** begin Text to read **

# digitizing question: designer plus embroidery software which file format to export as for tajima/toyota



## howrdstern (May 7, 2007)

*Re: WHY Not Home Machine to Start With?*

Digitizing Question....if i'm using designer plus embroidery software and do all my own artwork digitizing ( got pretty good @ it) and have the ability to save my digitized artwork as an .ART, .PEC, .PES, .XXX, .PCS, .PCD, .PCQ, .CSD I & II , .SEW, .HUS, .SHV what file do i need to save for a tajima or toyota commercial machine? hopefully one of the listed will work...


----------



## imeccentric (May 13, 2007)

*Re: WHY Not Home Machine to Start With?*

I know Tajima uses dst, dsb, or dsz. Not sure about Toyota, but they are basically the same machine made my the same company so they should use the same format. You could always download wilcom's truesizer if your program won't do it. I know it will convert files and it's free too. 

Tajima (.DST, .DSB, .DSZ, .T01)
Tajima DG/ML by Pulse Microsystems (.KWK, .PED, .PSF)
Tajima DG/ML by Pulse Microsystems -Vers. 10 & up (.PXF)
Toyota (.10o)


Jim
Embellishments in Thread


----------



## vctradingcubao (Nov 15, 2006)

*Re: WHY Not Home Machine to Start With?*

Current model Tajima machines also use the .tbf extensions, (color info already included).
Send a logo to both a home and industrial mach distributor,ask them to do it, and decide if its ok with u.


----------



## vctradingcubao (Nov 15, 2006)

*Re: WHY Not Home Machine to Start With?*

Current model Tajima machines also use the .tbf extensions, (color info already included).
Send a logo to both a home and industrial mach distributor,ask them to do it, and decide if the home machine ok with u.


----------



## vctradingcubao (Nov 15, 2006)

** end Text to read **
** begin Supplied entries **

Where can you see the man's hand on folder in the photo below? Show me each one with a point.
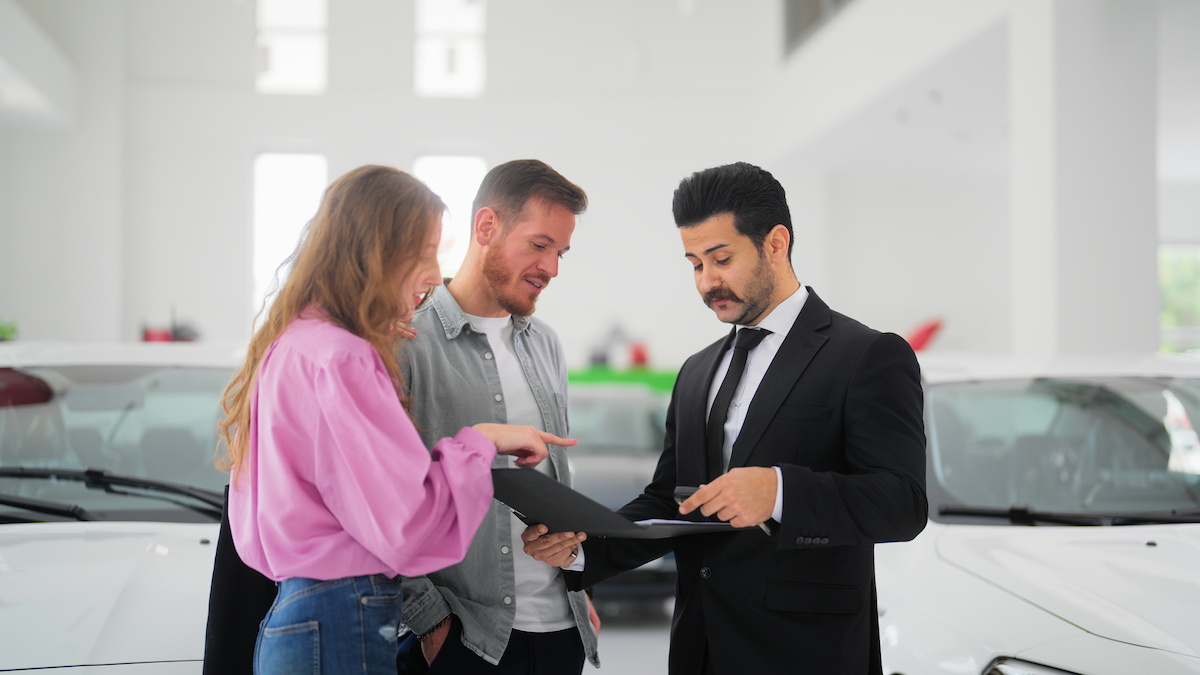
(744, 496)
(527, 443)
(557, 549)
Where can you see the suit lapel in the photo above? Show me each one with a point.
(799, 346)
(694, 414)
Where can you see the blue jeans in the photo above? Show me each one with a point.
(333, 627)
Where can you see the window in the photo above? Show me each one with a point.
(449, 59)
(287, 192)
(455, 179)
(293, 47)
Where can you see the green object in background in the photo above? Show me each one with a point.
(661, 381)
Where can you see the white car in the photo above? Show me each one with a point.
(109, 505)
(1065, 524)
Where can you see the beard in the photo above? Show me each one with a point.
(499, 276)
(757, 294)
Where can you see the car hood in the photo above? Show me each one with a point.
(612, 479)
(1132, 584)
(103, 592)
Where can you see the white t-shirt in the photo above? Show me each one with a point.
(541, 603)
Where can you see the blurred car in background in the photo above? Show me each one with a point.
(109, 505)
(1065, 523)
(621, 429)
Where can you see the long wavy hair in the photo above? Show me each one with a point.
(371, 227)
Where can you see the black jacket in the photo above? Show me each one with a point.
(840, 412)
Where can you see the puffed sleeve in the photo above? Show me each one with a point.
(415, 509)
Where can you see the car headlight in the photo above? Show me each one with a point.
(1018, 667)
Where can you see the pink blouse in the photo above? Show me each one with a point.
(337, 482)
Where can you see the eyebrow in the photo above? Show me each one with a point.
(551, 242)
(706, 252)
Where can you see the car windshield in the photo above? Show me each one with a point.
(1068, 446)
(153, 423)
(613, 422)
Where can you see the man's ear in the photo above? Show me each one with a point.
(487, 226)
(777, 243)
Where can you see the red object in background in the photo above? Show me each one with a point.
(156, 335)
(639, 356)
(921, 336)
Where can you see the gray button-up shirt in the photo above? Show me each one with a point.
(451, 377)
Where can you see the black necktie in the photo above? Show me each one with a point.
(714, 436)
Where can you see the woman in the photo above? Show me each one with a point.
(333, 494)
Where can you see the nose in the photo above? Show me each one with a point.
(707, 279)
(549, 263)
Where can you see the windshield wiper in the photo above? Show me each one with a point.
(42, 506)
(108, 482)
(1023, 515)
(1026, 515)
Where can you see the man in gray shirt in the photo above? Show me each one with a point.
(479, 356)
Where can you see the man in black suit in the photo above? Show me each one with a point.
(819, 441)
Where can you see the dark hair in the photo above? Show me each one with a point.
(508, 187)
(750, 193)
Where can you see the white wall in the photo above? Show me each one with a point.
(63, 187)
(171, 123)
(913, 249)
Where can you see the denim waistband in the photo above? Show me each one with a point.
(364, 585)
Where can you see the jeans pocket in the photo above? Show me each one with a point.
(288, 650)
(378, 590)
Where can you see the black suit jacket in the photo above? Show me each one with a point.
(839, 411)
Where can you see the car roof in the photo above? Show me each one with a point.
(21, 353)
(942, 368)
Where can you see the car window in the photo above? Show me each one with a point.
(1114, 444)
(612, 423)
(154, 423)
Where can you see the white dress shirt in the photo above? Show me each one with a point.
(779, 322)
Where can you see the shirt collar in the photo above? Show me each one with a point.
(781, 318)
(453, 317)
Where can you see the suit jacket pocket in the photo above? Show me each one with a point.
(808, 413)
(813, 598)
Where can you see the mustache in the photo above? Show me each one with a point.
(720, 293)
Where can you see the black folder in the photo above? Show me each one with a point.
(538, 499)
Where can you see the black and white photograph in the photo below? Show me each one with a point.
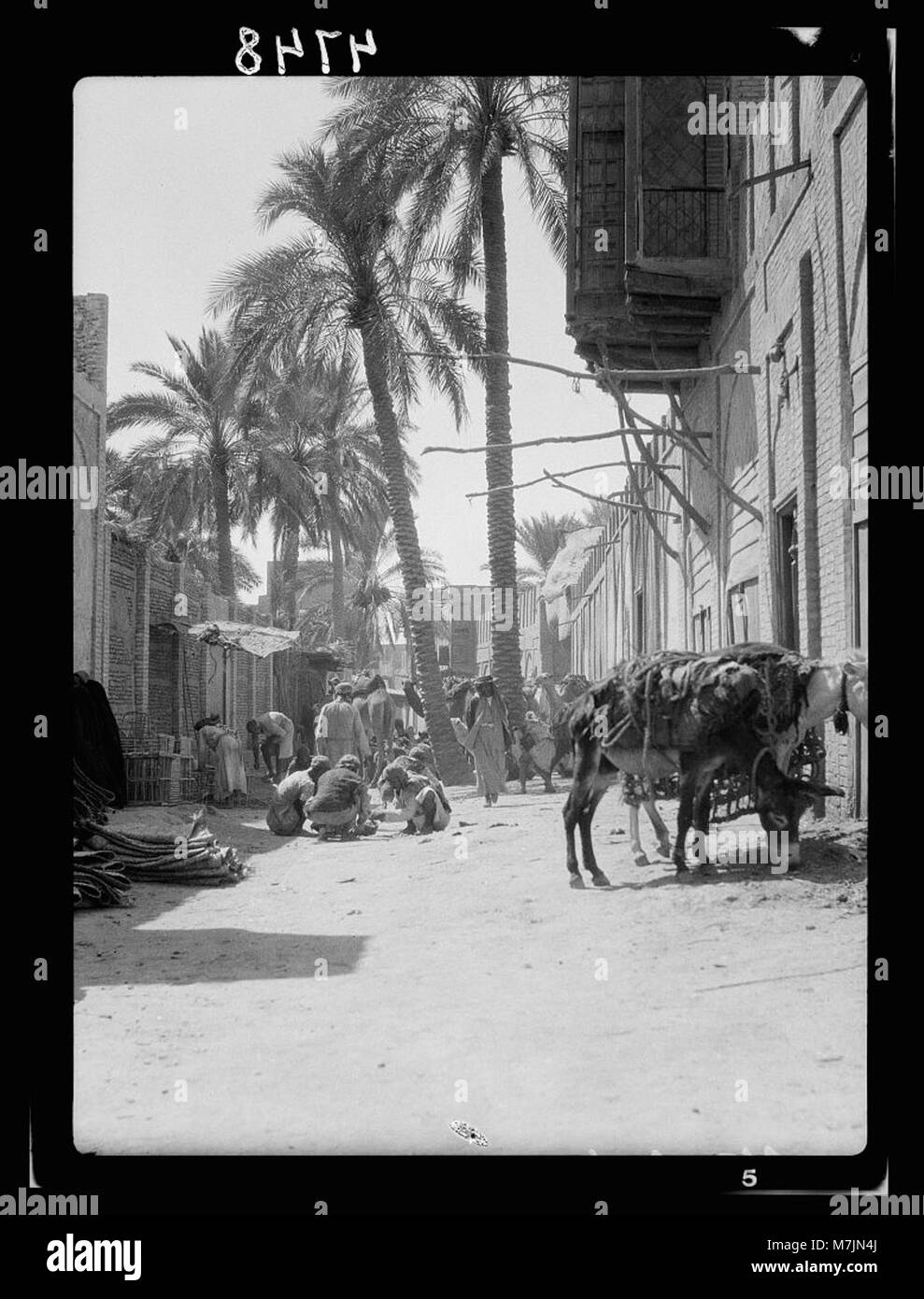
(471, 707)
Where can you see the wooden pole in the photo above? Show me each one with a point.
(617, 505)
(630, 468)
(618, 376)
(543, 442)
(688, 508)
(703, 459)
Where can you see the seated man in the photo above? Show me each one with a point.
(423, 760)
(340, 805)
(420, 802)
(286, 813)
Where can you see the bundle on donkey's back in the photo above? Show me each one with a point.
(744, 708)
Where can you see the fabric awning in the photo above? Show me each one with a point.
(563, 572)
(249, 636)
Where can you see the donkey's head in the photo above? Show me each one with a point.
(780, 802)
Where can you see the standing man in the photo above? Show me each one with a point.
(274, 733)
(488, 739)
(340, 730)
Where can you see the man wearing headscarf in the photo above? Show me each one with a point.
(286, 813)
(418, 800)
(340, 730)
(274, 733)
(340, 805)
(488, 739)
(227, 762)
(533, 749)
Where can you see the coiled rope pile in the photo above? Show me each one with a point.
(107, 860)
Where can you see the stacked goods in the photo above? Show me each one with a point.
(90, 800)
(675, 699)
(99, 879)
(170, 859)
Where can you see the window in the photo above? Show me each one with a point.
(744, 617)
(771, 143)
(639, 629)
(788, 570)
(703, 629)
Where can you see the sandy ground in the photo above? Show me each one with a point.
(359, 998)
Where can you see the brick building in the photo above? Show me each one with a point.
(747, 250)
(156, 668)
(91, 579)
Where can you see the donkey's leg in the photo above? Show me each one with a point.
(660, 828)
(584, 822)
(570, 822)
(581, 792)
(634, 836)
(684, 815)
(703, 806)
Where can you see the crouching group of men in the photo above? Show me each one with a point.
(335, 799)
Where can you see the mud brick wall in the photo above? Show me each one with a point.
(154, 666)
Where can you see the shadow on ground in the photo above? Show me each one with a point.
(180, 956)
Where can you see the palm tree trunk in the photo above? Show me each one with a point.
(290, 582)
(335, 534)
(505, 649)
(220, 498)
(449, 756)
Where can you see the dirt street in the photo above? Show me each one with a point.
(359, 998)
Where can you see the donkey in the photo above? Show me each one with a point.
(832, 689)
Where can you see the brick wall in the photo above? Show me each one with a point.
(798, 282)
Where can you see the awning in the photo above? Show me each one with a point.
(249, 636)
(563, 572)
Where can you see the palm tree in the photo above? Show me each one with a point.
(376, 613)
(452, 136)
(317, 468)
(348, 287)
(543, 536)
(206, 426)
(160, 503)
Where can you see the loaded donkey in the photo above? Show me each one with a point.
(746, 708)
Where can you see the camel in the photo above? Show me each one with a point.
(833, 689)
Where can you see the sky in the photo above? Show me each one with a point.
(161, 212)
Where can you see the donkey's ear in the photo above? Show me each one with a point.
(816, 789)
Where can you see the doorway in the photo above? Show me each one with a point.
(788, 570)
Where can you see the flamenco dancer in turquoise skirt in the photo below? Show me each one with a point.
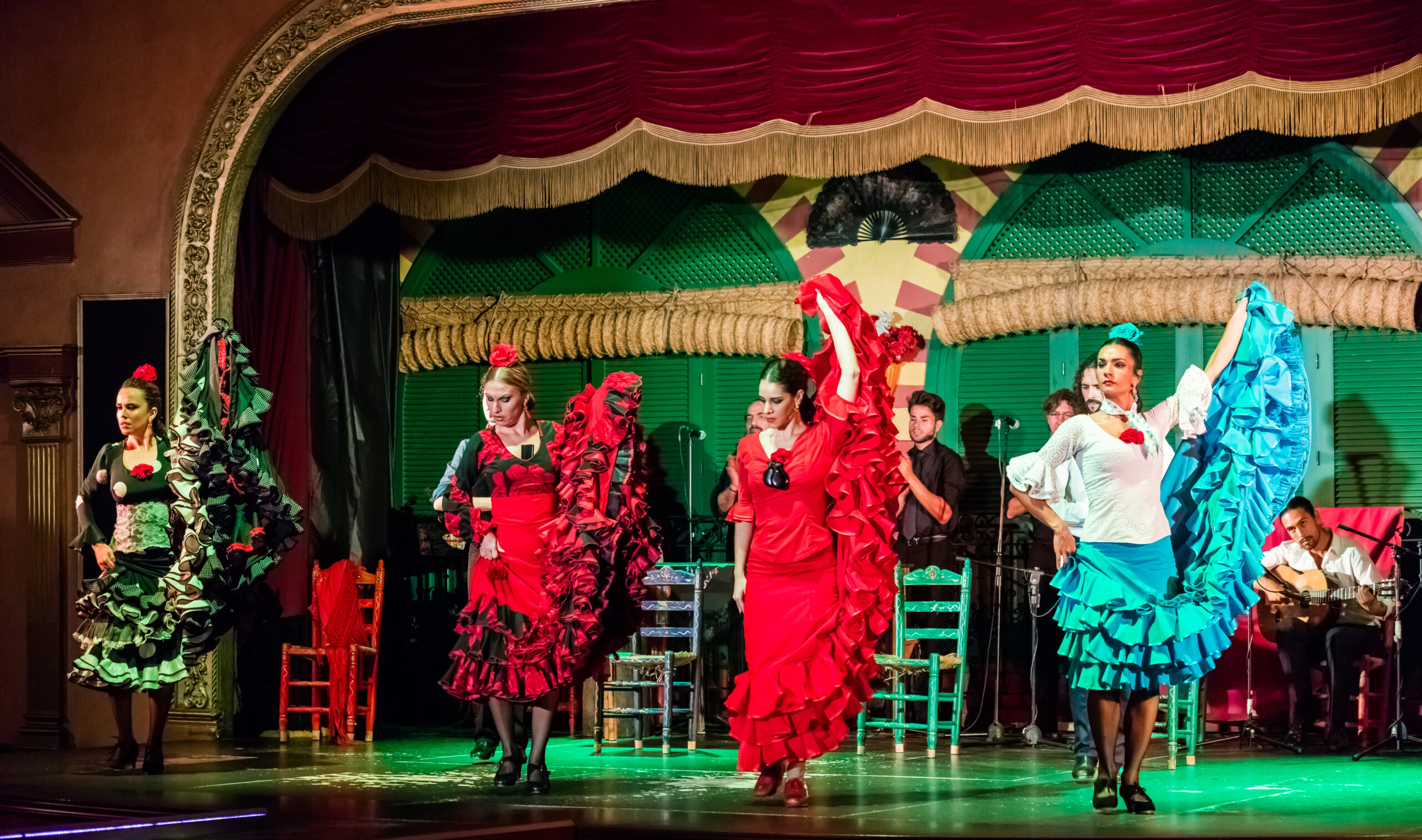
(1151, 595)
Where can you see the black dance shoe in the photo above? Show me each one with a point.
(1136, 799)
(154, 759)
(124, 758)
(538, 778)
(509, 771)
(1085, 768)
(1104, 795)
(1337, 741)
(484, 748)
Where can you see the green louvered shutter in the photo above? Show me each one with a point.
(437, 410)
(555, 383)
(1377, 418)
(1000, 377)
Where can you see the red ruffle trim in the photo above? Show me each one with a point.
(798, 711)
(603, 544)
(527, 668)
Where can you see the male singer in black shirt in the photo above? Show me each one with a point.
(928, 506)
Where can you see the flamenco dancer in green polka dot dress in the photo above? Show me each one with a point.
(130, 633)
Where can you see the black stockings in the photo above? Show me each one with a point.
(544, 711)
(123, 706)
(1139, 715)
(158, 704)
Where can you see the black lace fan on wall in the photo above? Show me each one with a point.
(908, 202)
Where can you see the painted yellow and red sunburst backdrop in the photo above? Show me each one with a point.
(908, 279)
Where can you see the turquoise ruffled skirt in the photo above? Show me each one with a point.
(1141, 616)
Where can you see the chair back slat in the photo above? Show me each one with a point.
(932, 576)
(932, 633)
(939, 577)
(932, 607)
(664, 576)
(667, 633)
(670, 606)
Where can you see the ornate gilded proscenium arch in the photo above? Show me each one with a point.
(316, 31)
(257, 93)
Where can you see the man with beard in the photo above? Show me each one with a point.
(1359, 630)
(1085, 386)
(727, 488)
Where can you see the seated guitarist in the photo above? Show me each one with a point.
(1300, 646)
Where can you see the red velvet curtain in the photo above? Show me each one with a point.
(537, 85)
(271, 310)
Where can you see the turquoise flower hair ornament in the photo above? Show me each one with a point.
(1128, 331)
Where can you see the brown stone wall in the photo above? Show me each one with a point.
(103, 100)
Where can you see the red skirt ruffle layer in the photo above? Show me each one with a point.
(596, 551)
(797, 710)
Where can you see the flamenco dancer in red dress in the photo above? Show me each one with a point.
(559, 531)
(814, 560)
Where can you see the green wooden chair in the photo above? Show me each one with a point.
(898, 667)
(1179, 722)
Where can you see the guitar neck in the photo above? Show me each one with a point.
(1349, 593)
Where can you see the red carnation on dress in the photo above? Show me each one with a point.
(504, 354)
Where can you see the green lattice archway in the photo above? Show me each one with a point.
(643, 235)
(1250, 195)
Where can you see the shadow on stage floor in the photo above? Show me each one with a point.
(423, 785)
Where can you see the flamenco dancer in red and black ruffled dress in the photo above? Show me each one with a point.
(559, 516)
(814, 559)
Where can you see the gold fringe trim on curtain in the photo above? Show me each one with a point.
(999, 298)
(980, 138)
(740, 320)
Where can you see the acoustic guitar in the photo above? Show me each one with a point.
(1306, 596)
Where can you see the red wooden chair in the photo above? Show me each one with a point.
(370, 595)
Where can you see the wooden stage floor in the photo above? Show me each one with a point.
(423, 783)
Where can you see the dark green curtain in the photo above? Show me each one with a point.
(356, 334)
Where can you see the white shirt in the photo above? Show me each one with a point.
(1073, 505)
(1123, 480)
(1344, 565)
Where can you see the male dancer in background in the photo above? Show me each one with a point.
(1060, 407)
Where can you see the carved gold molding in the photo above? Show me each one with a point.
(239, 123)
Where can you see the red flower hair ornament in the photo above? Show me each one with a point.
(504, 356)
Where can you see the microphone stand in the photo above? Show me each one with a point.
(996, 730)
(1397, 730)
(1249, 730)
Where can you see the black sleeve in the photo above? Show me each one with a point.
(952, 482)
(92, 531)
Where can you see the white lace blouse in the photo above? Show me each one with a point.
(1123, 480)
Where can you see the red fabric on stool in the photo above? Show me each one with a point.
(336, 610)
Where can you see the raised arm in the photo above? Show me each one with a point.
(848, 389)
(1229, 341)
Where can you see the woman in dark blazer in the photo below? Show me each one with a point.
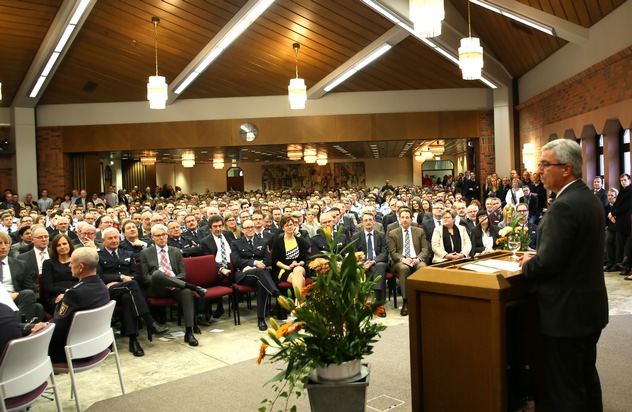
(56, 274)
(484, 235)
(289, 255)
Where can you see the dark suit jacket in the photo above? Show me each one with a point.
(477, 240)
(30, 262)
(568, 265)
(89, 293)
(9, 326)
(602, 195)
(149, 263)
(278, 253)
(379, 241)
(242, 254)
(72, 235)
(110, 268)
(320, 244)
(21, 278)
(532, 203)
(396, 244)
(186, 245)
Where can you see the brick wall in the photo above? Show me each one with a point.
(603, 84)
(487, 154)
(54, 168)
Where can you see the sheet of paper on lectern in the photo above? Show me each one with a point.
(5, 298)
(479, 268)
(500, 264)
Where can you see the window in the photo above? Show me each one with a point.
(625, 151)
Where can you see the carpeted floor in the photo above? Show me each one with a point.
(239, 387)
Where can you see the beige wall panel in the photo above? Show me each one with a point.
(459, 124)
(214, 132)
(390, 126)
(319, 129)
(284, 130)
(145, 136)
(355, 127)
(92, 139)
(422, 125)
(179, 134)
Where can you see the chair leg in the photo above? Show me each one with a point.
(118, 363)
(55, 394)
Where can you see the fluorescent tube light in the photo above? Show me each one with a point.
(359, 66)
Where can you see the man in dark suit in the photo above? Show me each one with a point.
(89, 293)
(260, 231)
(571, 294)
(34, 258)
(531, 202)
(62, 225)
(18, 282)
(9, 326)
(119, 272)
(187, 246)
(375, 248)
(218, 245)
(193, 233)
(429, 224)
(165, 276)
(408, 248)
(251, 260)
(320, 242)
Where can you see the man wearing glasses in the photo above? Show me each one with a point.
(523, 211)
(162, 268)
(251, 259)
(571, 294)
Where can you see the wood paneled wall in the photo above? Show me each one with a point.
(336, 128)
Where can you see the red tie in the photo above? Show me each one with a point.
(166, 267)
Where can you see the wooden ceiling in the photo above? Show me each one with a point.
(113, 53)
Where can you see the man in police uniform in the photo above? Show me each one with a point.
(119, 272)
(89, 293)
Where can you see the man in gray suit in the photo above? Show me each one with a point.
(571, 294)
(375, 248)
(18, 282)
(408, 248)
(162, 269)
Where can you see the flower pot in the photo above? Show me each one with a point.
(345, 370)
(347, 395)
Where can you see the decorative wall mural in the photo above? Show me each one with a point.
(312, 177)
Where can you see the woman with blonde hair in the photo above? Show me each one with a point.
(230, 223)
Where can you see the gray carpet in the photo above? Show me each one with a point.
(239, 387)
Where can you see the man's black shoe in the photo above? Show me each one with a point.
(262, 325)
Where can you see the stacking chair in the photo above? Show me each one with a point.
(238, 291)
(202, 271)
(24, 371)
(90, 341)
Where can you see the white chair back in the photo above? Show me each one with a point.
(26, 366)
(90, 332)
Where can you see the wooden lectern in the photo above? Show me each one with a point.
(465, 328)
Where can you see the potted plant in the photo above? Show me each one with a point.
(332, 325)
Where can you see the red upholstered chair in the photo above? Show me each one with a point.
(202, 271)
(90, 341)
(238, 291)
(24, 371)
(391, 285)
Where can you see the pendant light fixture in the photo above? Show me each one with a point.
(157, 86)
(427, 16)
(470, 53)
(297, 91)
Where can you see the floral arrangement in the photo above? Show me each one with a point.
(514, 228)
(332, 323)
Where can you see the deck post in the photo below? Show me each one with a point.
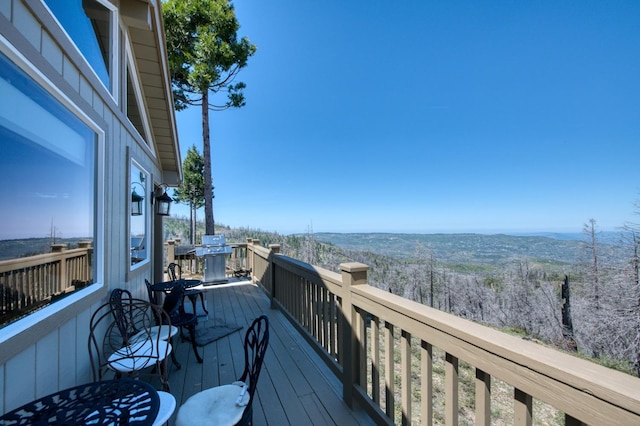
(353, 273)
(273, 250)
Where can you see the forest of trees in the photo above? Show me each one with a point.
(590, 306)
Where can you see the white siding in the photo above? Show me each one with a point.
(55, 356)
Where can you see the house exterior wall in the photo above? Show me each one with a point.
(50, 352)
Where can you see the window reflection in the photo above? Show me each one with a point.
(88, 23)
(139, 202)
(47, 225)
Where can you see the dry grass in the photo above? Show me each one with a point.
(502, 399)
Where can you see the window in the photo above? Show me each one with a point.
(91, 26)
(48, 220)
(139, 215)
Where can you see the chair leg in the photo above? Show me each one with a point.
(173, 356)
(192, 333)
(164, 377)
(202, 301)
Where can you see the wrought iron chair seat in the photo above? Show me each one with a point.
(174, 308)
(175, 274)
(138, 355)
(231, 404)
(121, 341)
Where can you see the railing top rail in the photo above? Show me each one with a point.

** end Supplied entries **

Given instruction 1: Can you output the stretch of the embroidery file format thread from "Digitizing Question....if i'm" through "it's free too.", word for word?
Given instruction 2: Would you return the stretch of the listing from its start through the line containing "(1065, 524)" unchanged, leaving the pictures out?
The listing has no connection to the embroidery file format thread.

Worked answer 1:
Digitizing Question....if i'm using designer plus embroidery software and do all my own artwork digitizing ( got pretty good @ it) and have the ability to save my digitized artwork as an .ART, .PEC, .PES, .XXX, .PCS, .PCD, .PCQ, .CSD I & II , .SEW, .HUS, .SHV what file do i need to save for a tajima or toyota commercial machine? hopefully one of the listed will work...


----------



## imeccentric (May 13, 2007)

*Re: WHY Not Home Machine to Start With?*

I know Tajima uses dst, dsb, or dsz. Not sure about Toyota, but they are basically the same machine made my the same company so they should use the same format. You could always download wilcom's truesizer if your program won't do it. I know it will convert files and it's free too.

Worked answer 2:
Where can you see the man's hand on folder in the photo below? Show me each one with a point.
(744, 496)
(527, 443)
(557, 549)
Where can you see the suit lapel in the photo above? Show me each one with a point.
(799, 346)
(694, 414)
Where can you see the blue jeans in the photo above? Show me each one with a point.
(333, 627)
Where can you see the window in the photo above? Show me each one with a point.
(449, 59)
(287, 192)
(455, 179)
(293, 47)
Where can you see the green object in background in the photo above? Show me each one with a point.
(661, 381)
Where can you see the white car in the photo above? Show me each one with a point.
(109, 505)
(1065, 524)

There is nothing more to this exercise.